Turn every line of the records below into a JSON list of strings, one string per line, skipping blank lines.

***** EXTRACTED ENTRIES

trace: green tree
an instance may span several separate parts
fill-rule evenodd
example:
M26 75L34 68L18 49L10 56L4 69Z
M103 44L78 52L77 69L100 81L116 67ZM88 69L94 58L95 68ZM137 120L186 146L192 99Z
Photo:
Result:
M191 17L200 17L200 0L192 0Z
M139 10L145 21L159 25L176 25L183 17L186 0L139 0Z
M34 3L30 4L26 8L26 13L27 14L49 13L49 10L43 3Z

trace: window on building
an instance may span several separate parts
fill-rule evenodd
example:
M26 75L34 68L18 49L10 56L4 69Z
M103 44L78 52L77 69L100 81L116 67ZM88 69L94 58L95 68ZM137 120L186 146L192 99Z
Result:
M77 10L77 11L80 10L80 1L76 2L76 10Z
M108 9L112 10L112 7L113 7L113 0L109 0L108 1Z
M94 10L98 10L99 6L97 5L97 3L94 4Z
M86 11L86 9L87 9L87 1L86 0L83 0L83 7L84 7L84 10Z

**********

EXERCISE RESULT |
[
  "trace: green tree",
  "an instance may span several separate parts",
  "fill-rule evenodd",
  "example:",
  "M26 75L34 68L18 49L10 56L4 69Z",
  "M103 44L78 52L77 69L100 81L116 67ZM88 69L94 58L95 68ZM137 120L186 146L192 99Z",
  "Photo:",
  "Result:",
  "M191 17L200 17L200 0L192 0Z",
  "M139 10L145 21L159 25L176 25L183 17L186 0L139 0Z",
  "M34 3L30 4L26 8L26 13L27 14L49 13L49 10L43 3Z",
  "trace: window on building",
  "an instance may span several separate parts",
  "fill-rule evenodd",
  "example:",
  "M26 75L34 68L18 49L10 56L4 69Z",
  "M103 44L78 52L77 69L100 81L116 67ZM88 69L94 58L95 68ZM137 120L186 146L192 99Z",
  "Result:",
  "M77 10L77 11L80 10L80 1L76 2L76 10Z",
  "M108 9L112 10L112 7L113 7L113 0L109 0L108 1Z",
  "M94 10L98 10L99 6L97 5L97 3L94 4Z",
  "M86 11L86 9L87 9L87 1L86 0L83 0L83 7L84 7L84 10Z"
]